» **Problem to solve**
Lay out the rows below as a numbered list, one line per item, and leave out any blank lines.
^^^^^^^^
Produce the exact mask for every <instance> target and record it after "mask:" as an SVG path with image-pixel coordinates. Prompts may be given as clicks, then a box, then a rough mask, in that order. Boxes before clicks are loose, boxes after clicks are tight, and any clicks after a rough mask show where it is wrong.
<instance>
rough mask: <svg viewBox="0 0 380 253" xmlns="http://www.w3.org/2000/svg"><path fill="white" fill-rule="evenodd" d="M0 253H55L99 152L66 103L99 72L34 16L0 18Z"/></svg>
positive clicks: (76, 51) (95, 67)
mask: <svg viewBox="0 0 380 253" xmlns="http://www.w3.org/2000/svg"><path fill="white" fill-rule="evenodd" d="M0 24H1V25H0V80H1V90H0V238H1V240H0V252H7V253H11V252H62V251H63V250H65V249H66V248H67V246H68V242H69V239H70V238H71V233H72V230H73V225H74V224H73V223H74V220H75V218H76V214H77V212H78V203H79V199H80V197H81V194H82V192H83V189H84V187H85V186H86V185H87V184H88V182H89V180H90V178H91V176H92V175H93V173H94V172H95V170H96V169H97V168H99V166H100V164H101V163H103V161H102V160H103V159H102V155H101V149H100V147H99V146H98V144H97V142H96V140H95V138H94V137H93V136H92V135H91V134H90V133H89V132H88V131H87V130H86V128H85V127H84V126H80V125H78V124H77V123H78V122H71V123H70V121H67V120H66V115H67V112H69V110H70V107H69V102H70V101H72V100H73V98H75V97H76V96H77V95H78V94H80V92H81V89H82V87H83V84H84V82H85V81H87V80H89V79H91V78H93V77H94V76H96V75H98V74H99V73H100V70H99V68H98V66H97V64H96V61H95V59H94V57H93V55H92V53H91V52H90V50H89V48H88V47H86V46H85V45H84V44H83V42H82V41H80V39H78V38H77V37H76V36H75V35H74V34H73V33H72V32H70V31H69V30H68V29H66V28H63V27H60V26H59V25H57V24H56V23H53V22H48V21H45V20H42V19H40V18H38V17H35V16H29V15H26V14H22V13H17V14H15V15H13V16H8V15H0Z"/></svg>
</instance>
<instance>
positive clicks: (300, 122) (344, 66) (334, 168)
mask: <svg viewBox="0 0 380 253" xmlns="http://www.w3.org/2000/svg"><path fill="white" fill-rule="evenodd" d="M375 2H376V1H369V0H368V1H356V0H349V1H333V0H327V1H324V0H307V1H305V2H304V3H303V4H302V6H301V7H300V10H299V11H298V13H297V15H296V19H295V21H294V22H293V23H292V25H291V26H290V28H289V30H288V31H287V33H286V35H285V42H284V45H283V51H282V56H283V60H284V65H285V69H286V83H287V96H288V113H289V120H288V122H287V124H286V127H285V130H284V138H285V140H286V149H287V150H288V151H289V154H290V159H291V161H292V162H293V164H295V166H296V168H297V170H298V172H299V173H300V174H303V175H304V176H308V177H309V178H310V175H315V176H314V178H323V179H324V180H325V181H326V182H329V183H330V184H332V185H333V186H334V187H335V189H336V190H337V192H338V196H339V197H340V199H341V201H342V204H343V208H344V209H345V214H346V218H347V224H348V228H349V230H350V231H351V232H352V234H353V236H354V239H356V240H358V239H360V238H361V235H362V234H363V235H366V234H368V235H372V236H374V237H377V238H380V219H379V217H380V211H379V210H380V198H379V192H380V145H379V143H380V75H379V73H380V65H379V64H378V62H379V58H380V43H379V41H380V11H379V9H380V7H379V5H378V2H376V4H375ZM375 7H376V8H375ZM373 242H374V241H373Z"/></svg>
^^^^^^^^
» **Solved problem**
1. Produce the exact mask for every <instance> target and record it after "mask:" as an SVG path with image-pixel coordinates. Prompts may be given as clicks, then a box, then a rough mask, in that order. Boxes before clicks are loose, boxes after clicks are tight, and any clicks after a rough mask show where it is wrong.
2. <instance>
3. rough mask: <svg viewBox="0 0 380 253" xmlns="http://www.w3.org/2000/svg"><path fill="white" fill-rule="evenodd" d="M0 253H55L99 152L66 103L99 72L34 16L0 18Z"/></svg>
4. positive clicks: (76, 51) (95, 67)
5. mask: <svg viewBox="0 0 380 253" xmlns="http://www.w3.org/2000/svg"><path fill="white" fill-rule="evenodd" d="M0 24H1V25H0V80H1V90H0V238H1V240H0V252H7V253H11V252H62V251H63V250H65V249H66V248H67V246H68V242H69V239H70V238H71V233H72V230H73V225H74V224H73V223H74V220H75V218H76V214H77V212H78V203H79V199H80V197H81V194H82V192H83V189H84V187H85V186H86V185H87V184H88V182H89V180H90V178H91V176H92V175H93V173H94V172H95V170H96V169H97V168H99V166H100V164H101V163H103V161H102V160H103V159H102V155H101V149H100V147H99V146H98V144H97V142H96V140H95V138H94V137H93V136H92V135H91V134H90V133H89V132H88V131H87V130H86V128H85V127H84V126H80V125H78V124H77V123H78V122H71V123H70V121H67V120H66V115H67V112H69V110H70V107H69V102H70V101H72V100H73V98H75V97H76V96H77V95H78V94H80V92H81V89H82V87H83V84H84V82H85V81H87V80H89V79H91V78H93V77H94V76H96V75H98V74H99V73H100V70H99V68H98V66H97V64H96V61H95V59H94V57H93V55H92V53H91V52H90V50H89V48H88V47H86V46H85V45H84V44H83V42H82V41H80V39H78V38H77V37H76V36H75V35H74V34H73V33H72V32H70V31H69V30H68V29H66V28H63V27H60V26H59V25H57V24H56V23H53V22H48V21H45V20H42V19H40V18H38V17H35V16H29V15H26V14H22V13H17V14H15V15H13V16H8V15H0Z"/></svg>
6. </instance>
7. <instance>
8. positive clicks: (300, 122) (344, 66) (334, 168)
9. mask: <svg viewBox="0 0 380 253" xmlns="http://www.w3.org/2000/svg"><path fill="white" fill-rule="evenodd" d="M375 2H376V1H369V0H368V1H356V0H349V1H333V0H327V1H324V0H307V1H305V2H304V3H303V4H302V6H301V7H300V10H299V11H298V13H297V15H296V19H295V21H294V22H293V23H292V25H291V26H290V28H289V30H288V31H287V33H286V35H285V42H284V45H283V51H282V56H283V60H284V65H285V69H286V83H287V96H288V113H289V120H288V122H287V124H286V127H285V130H284V138H285V140H286V149H287V150H288V151H289V154H290V159H291V161H292V162H293V164H295V166H296V168H297V170H298V172H299V173H300V174H303V175H304V176H308V177H309V178H310V175H315V176H314V178H323V179H324V180H325V181H326V182H329V183H330V184H332V185H333V186H334V187H335V189H336V190H337V192H338V196H339V197H340V199H341V201H342V204H343V208H344V209H345V214H346V218H347V224H348V228H349V230H350V231H351V232H352V234H353V236H354V239H356V240H358V239H360V238H361V235H362V234H363V235H366V234H368V235H372V236H374V237H377V238H380V219H379V217H380V211H379V210H380V198H379V192H380V145H379V143H380V75H379V73H380V65H379V64H378V62H379V58H380V43H379V41H380V11H379V9H380V7H379V5H378V2H376V4H375ZM375 7H376V8H375ZM373 242H374V241H373Z"/></svg>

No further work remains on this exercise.